Qantas’ newish chairman John Mullen has emerged from the shadows with a predictably neat two-step: apologetic for past mistakes but still bullish. His message to consumers is essentially a promise: “Yes, we made mistakes. But hang on, keep holding your noses. Just trust us.”
Mullen was everywhere this week with his plea, speaking at the Australian Institute of Company Directors (AICD), partaking in two magazine interviews, and penning an op-ed on “woke” in The Australian Financial Review. (All while busy — like his predecessor Richard Goyder — chairing his other ventures; Brambles and Treasury Wine Estates, and sitting as a director of Brookfield Infrastructure Partners L.P.)
The chairman told the institute on Tuesday that Qantas’ aging fleet has a reputation for “crap” service and “should have been replaced earlier”, saying, “It means that customers are still not getting the optimum experience, whether it is the cabin experience or whether it is a mechanical [issue] on an old aircraft.”
In another of his light mea culpas, he also had some fairly damning things to say about the culpability of the Qantas board. “Although management ended up probably getting half the blame, the board could have stopped a number of the things that happened,” he said in an interview with AICD. “They could have done, they should have done, and they didn’t.”

**SUPPLIED DATA:**

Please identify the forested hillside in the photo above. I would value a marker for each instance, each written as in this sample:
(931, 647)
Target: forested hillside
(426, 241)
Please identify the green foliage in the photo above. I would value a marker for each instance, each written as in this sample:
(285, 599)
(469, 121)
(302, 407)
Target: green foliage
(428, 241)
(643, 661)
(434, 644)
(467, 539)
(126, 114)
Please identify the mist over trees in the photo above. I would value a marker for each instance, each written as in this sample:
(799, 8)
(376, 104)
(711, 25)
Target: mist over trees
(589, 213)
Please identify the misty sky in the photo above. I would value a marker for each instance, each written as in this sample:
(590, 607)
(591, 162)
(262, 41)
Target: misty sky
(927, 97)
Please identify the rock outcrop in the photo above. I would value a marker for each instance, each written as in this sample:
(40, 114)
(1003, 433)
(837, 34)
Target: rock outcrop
==
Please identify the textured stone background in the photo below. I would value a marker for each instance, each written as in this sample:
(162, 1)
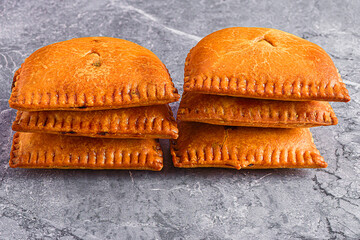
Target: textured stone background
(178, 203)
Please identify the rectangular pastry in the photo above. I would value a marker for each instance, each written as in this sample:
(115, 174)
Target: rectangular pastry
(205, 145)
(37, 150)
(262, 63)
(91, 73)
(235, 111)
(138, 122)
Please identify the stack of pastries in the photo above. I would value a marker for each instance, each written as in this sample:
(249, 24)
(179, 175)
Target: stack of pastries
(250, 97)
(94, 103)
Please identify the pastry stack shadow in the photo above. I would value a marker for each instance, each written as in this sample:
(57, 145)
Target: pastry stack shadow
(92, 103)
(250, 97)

**TASKS TO COMPLETE:**
1: Do these statements agree with the article on Qantas chairman John Mullen? For each, answer yes or no and quote the deciding words of the article exactly. (a) Mullen said the Qantas fleet should have been replaced sooner. (b) Mullen placed all the blame on Qantas management. (c) Mullen also chairs Brambles and Treasury Wine Estates.
2: Write the next part of the article on Qantas chairman John Mullen, picking up after its final sentence.

**SOLVED TASKS:**
1:
(a) Yes: "should have been replaced earlier"
(b) No: "the board could have stopped a number of the things that happened"
(c) Yes: "chairing his other ventures; Brambles and Treasury Wine Estates"

2:
But then Mullen measured the leap of faith consumers had to take with Qantas to get things under control: “We need to have another year or 18 months of the new aircraft coming on to start to deserve the respect that hopefully we will generate.”
The proposed timeline of 18 months is “laughable”, one pilot told Crikey: “The new aircraft will only have just begun to arrive, if they are on time.” Indeed, not only will deliveries be slow goings over the next decade, but aircraft often take months to be brought into service.
“At least he is being somewhat honest,” another Qantas pilot said. “Someone finally is about the state of our aircraft — we could do with a lot more of that. But he hardly told the whole truth.”
Qantas also hasn’t ordered enough new aircraft to replace its existing fleet, significantly falling short while demand is soaring and supply dates are lengthening. The airline’s fleet renewal program has barely begun, with just five A220s currently in service, and the company has struggled to find pilots for them — as well as recruits for its training program. Eventually Qantas will get 29 A220s by the end of 2027, but they are replacing a fleet of B717s that have already been retired.
Qantas’ very first A321XLRs — bought to replace the fleet of aging B737s — aren’t expected to be in service until the second half of the year. The new aircraft can carry slightly more passengers, but only 28 aircraft have been ordered so far, leaving a shortfall of at least 40.
Delays at Airbus have also slowed the first “Project Sunrise” A350-1000s to 2026. The first batch of A350s and a further 12 B787s aren’t expected until 2026-27 to replace 18 A330s, which are already failing, according to pilots and engineers who spoke to Crikey. This is backed up by data on aircraft tracking sites such as FlightAware.
Qantas insiders say two of the company’s ageing long-haul A330s have been permanently grounded due to running out of “cycles” — the number of takeoffs and landings an aircraft can undertake. This is because the national carrier has been forced to bring the A330s onto domestic service to cover a lack of working B737s.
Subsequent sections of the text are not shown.